##### Provided records

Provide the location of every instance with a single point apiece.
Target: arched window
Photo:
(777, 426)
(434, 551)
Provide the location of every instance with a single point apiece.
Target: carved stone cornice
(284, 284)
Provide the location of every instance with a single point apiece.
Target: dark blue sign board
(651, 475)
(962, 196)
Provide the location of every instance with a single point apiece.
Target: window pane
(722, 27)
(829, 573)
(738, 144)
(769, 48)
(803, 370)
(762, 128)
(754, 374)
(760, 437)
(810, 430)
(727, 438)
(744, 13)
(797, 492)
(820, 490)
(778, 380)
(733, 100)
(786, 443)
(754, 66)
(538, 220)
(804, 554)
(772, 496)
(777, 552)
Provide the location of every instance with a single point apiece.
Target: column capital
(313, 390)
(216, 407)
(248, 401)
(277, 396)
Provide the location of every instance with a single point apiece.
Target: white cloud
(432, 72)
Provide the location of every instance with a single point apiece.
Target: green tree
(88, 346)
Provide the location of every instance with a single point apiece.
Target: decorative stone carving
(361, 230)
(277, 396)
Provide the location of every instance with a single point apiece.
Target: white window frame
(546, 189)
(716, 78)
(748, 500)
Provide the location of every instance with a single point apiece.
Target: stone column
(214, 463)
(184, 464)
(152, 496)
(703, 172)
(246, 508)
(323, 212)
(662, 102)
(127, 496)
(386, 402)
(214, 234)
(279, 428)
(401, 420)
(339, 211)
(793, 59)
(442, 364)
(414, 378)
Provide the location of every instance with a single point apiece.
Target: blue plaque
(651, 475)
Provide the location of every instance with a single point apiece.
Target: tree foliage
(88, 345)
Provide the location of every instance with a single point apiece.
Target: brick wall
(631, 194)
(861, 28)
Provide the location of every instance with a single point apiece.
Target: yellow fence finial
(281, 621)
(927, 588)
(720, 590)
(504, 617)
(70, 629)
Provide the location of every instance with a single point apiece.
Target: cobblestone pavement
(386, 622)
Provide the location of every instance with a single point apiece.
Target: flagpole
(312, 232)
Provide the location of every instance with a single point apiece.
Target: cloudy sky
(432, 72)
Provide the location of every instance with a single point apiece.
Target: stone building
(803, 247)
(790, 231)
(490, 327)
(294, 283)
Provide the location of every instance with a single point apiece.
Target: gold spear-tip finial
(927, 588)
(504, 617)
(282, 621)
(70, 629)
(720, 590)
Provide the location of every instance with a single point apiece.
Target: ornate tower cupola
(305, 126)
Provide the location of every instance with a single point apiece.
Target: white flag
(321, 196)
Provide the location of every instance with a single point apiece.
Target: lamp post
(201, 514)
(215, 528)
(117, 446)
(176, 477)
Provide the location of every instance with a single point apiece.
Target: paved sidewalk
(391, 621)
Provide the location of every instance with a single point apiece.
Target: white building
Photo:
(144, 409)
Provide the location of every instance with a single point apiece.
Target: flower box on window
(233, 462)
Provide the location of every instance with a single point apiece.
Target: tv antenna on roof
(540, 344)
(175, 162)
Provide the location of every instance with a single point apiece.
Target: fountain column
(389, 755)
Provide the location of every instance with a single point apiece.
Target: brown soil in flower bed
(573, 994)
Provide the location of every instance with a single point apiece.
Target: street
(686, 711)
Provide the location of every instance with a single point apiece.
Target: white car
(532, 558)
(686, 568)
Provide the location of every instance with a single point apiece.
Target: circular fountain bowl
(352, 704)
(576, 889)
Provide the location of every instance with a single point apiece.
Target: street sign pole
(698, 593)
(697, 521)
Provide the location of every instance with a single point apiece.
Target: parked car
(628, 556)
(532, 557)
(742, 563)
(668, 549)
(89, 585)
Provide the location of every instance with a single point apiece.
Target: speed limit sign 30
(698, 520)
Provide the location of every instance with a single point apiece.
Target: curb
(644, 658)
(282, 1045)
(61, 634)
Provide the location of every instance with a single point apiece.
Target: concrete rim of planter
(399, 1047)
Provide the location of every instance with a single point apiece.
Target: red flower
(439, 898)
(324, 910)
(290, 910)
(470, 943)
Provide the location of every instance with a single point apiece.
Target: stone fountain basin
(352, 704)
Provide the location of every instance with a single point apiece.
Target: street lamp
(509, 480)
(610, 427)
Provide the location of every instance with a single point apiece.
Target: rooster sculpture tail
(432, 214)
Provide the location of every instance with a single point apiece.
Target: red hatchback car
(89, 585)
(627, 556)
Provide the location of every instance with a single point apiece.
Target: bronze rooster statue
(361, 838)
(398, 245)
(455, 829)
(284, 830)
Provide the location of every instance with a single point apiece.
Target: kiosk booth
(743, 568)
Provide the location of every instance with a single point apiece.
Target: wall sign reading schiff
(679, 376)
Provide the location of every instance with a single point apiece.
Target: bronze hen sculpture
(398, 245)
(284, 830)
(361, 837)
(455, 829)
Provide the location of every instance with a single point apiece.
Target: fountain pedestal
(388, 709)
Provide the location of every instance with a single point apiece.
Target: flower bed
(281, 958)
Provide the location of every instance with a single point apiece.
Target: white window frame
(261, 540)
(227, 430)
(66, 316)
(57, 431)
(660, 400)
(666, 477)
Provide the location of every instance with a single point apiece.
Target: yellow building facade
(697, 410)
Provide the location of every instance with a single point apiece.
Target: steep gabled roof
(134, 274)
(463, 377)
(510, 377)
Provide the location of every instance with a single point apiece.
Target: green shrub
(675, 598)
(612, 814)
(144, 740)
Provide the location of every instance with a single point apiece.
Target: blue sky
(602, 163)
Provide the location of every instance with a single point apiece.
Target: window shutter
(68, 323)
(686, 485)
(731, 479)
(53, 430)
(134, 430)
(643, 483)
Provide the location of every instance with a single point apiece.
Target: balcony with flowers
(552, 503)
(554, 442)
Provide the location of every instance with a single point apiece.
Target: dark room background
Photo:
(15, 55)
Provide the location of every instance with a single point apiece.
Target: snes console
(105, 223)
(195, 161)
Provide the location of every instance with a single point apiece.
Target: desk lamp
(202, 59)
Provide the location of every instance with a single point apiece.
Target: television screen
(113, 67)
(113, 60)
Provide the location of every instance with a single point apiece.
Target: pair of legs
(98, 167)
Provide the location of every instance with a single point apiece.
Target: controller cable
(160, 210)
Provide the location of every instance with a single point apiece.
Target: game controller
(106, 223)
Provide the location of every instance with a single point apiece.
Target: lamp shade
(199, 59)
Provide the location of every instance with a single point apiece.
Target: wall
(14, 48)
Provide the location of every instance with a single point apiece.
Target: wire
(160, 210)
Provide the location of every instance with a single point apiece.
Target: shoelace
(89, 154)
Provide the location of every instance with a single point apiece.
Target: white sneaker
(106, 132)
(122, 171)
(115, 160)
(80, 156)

##########

Write the entire listing out again, word for word.

> [Exercise output]:
Provide the location of every instance with a single point apiece.
Target: arched window
Photo:
(777, 426)
(434, 551)
Provide the location of every instance with a single point apiece.
Target: carved stone cornice
(284, 284)
Provide the location of every instance with a single point apiece.
Target: dark blue sign board
(651, 475)
(962, 196)
Provide the location of every instance with a single point apiece.
Target: window pane
(722, 27)
(829, 573)
(738, 144)
(769, 48)
(803, 370)
(762, 128)
(754, 374)
(760, 437)
(810, 430)
(727, 438)
(744, 13)
(797, 492)
(820, 490)
(778, 380)
(733, 100)
(786, 443)
(754, 66)
(538, 220)
(804, 554)
(772, 496)
(777, 552)
Provide the location of every instance with a single point apiece.
Target: column capital
(313, 390)
(216, 407)
(248, 401)
(277, 396)
Provide the location of every instance with a single point apiece.
Target: white cloud
(432, 72)
Provide the location of every instance with a single point apiece.
Target: green tree
(88, 346)
Provide the location of every instance with a single point apiece.
Target: decorative stone carving
(361, 230)
(277, 396)
Provide the location of every instance with a single point apiece.
Target: white window frame
(546, 189)
(716, 78)
(748, 500)
Provide the location of every instance with a single point apiece.
Target: stone column
(214, 463)
(184, 464)
(152, 496)
(703, 172)
(246, 508)
(323, 212)
(662, 102)
(127, 496)
(386, 402)
(214, 234)
(279, 428)
(401, 420)
(339, 211)
(793, 59)
(442, 364)
(414, 378)
Provide the location of every instance with a single point apiece.
Target: blue plaque
(651, 475)
Provide the location of every instance with a single point apiece.
Target: tree foliage
(88, 345)
Provide the location of every instance with a single point apiece.
Target: brick wall
(631, 194)
(861, 28)
Provide the location of every instance with a single point apiece.
Target: yellow fence finial
(281, 621)
(927, 588)
(720, 590)
(504, 617)
(70, 629)
Provide the location of every instance with a single point apiece.
Target: cobblestone pavement
(386, 622)
Provide the location of every instance with a single point apiece.
Target: flagpole
(312, 232)
Provide the location of every instance with a single point apiece.
Target: cloudy sky
(432, 72)
Provide the location of every instance with a single point apiece.
Target: stone building
(803, 247)
(790, 231)
(490, 327)
(294, 283)
Provide the location of every instance with a single point apiece.
Target: gold spear-tip finial
(927, 588)
(504, 617)
(282, 621)
(70, 629)
(720, 590)
Provide the location of every instance with a single point apiece.
Target: ornate tower cupola
(305, 126)
Provide the location of every instance with a single point apiece.
Target: white flag
(321, 196)
Provide the location of every instance with a single point apiece.
Target: lamp post
(201, 514)
(215, 528)
(117, 446)
(176, 477)
Provide the location of every instance with a single point apiece.
Target: paved sidewalk
(391, 621)
Provide the location of every instance with a single point apiece.
Target: white building
Photo:
(144, 409)
Provide the location of every instance with a single point apiece.
Target: flower box on window
(233, 462)
Provide the location of every instance with a single point apiece.
Target: tv antenna on roof
(540, 344)
(175, 162)
Provide the location of every instance with a single point apiece.
Target: fountain column
(389, 755)
Provide the location of every instance with a single point apiece.
Target: brown soil in flower bed
(573, 994)
Provide the location of every instance with a single point apiece.
Target: street
(686, 711)
Provide the location of every instance with a single point apiece.
Target: white car
(532, 558)
(686, 568)
Provide the location of every instance with a single point apiece.
Target: circular fountain bowl
(352, 704)
(576, 889)
Provide the location of every instance with a single point apiece.
Target: street sign pole
(698, 593)
(697, 521)
Provide the location of every instance with a single point apiece.
Target: parked car
(628, 556)
(532, 557)
(742, 563)
(668, 549)
(89, 585)
Provide the location of every instance with a single point apiece.
Target: speed limit sign 30
(698, 520)
Provide the location of every instance with a single point apiece.
Target: curb
(644, 658)
(282, 1045)
(61, 634)
Provide the location of every instance with a single point apiece.
Target: concrete rim of planter
(399, 1047)
Provide the location of every instance with a single point apiece.
Target: red flower
(439, 898)
(324, 910)
(290, 910)
(470, 943)
Provide the location of every instance with a single point apiece.
Target: stone fountain basin
(352, 704)
Provide the location of every instance with a single point apiece.
Target: street lamp
(509, 480)
(610, 427)
Provide the location of every instance with a single point apiece.
Target: rooster sculpture tail
(432, 214)
Provide the location of every instance with a single point apiece.
Target: red hatchback car
(89, 585)
(627, 556)
Provide the location of every instance with a single point apiece.
Target: bronze rooster statue
(361, 838)
(398, 245)
(455, 829)
(284, 830)
Provide the location of every instance with a single point apiece.
Target: kiosk booth
(743, 568)
Provide the location of every instance with a single point apiece.
Target: wall sign reading schiff
(679, 376)
Provide the location of every instance with a single point apiece.
Target: bronze hen sculpture
(398, 245)
(284, 830)
(361, 837)
(455, 829)
Provide the location of every instance with a single point apiece.
Target: fountain pedestal
(388, 709)
Provide the location of every instance with a single point apiece.
Target: flower bed
(281, 958)
Provide the location of every instance with a single point apiece.
Target: white window frame
(261, 540)
(227, 430)
(66, 316)
(57, 431)
(660, 400)
(666, 477)
Provide the location of every instance with a single point apiece.
Target: yellow building facade
(697, 410)
Provide the location of every instance with a single point apiece.
Target: steep gabled roof
(134, 274)
(463, 377)
(510, 377)
Provide the location of every instance with a single point apiece.
Target: green shrub
(675, 598)
(612, 814)
(144, 740)
Provide the location of every instance with a single point apiece.
Target: blue sky
(602, 163)
Provide the location of every instance with a single point apiece.
Target: window shutter
(68, 323)
(686, 485)
(731, 479)
(53, 430)
(134, 430)
(643, 483)
Provide the location of every instance with a single point apiece.
Target: balcony with flowers
(552, 503)
(554, 442)
Provide the location of every instance with a single point apiece.
Target: dark room background
Photo:
(15, 55)
Provide the location of every instance with a single point apiece.
Target: snes console
(105, 223)
(195, 161)
Provide the location of every instance with a single point apiece.
Target: desk lamp
(202, 59)
Provide the location of every instance with a single point apiece.
Target: television screen
(113, 67)
(113, 60)
Provide the location of every instance with a single point apiece.
Target: pair of legs
(98, 167)
Provide the location of every instance with a single point apiece.
Target: controller cable
(160, 210)
Provide the location of every instance with a single point apiece.
Target: game controller
(106, 223)
Provide the location of every instance with a single point apiece.
Target: lamp shade
(199, 59)
Provide the location of every instance with a single point apiece.
Target: wall
(14, 48)
Provide the location of every instance with a single point apiece.
Target: wire
(160, 210)
Provide the location of every instance with a single point apiece.
Target: shoelace
(89, 154)
Provide the location of every instance with a single point apiece.
Target: white sneaker
(106, 132)
(122, 171)
(115, 160)
(80, 156)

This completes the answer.